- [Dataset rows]
start
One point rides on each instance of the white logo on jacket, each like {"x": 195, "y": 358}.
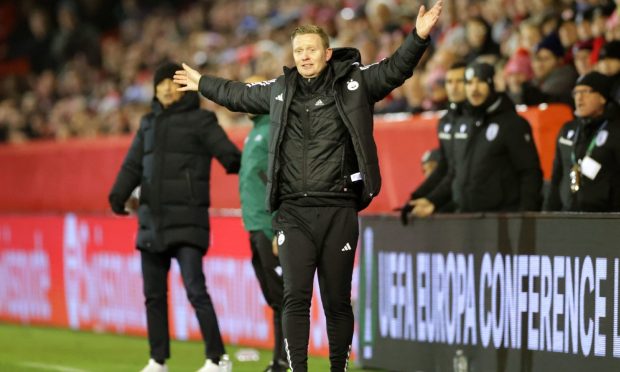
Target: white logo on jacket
{"x": 352, "y": 85}
{"x": 601, "y": 138}
{"x": 492, "y": 131}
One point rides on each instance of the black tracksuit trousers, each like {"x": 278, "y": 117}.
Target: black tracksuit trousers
end
- [GOAL OF THE EXERCISE] Could you write out the data above again, replacing "jacket" with "coat" everywhere, keeping everything else unchanged and leaving out the pictures?

- [PROBLEM SOLUTION]
One point rides on each instance of the white logo on coat, each like {"x": 195, "y": 358}.
Target: white logo on coat
{"x": 352, "y": 85}
{"x": 601, "y": 138}
{"x": 492, "y": 131}
One point rides on each instance of the black tracksuit trousers, each like {"x": 278, "y": 117}.
Target: black tracksuit trousers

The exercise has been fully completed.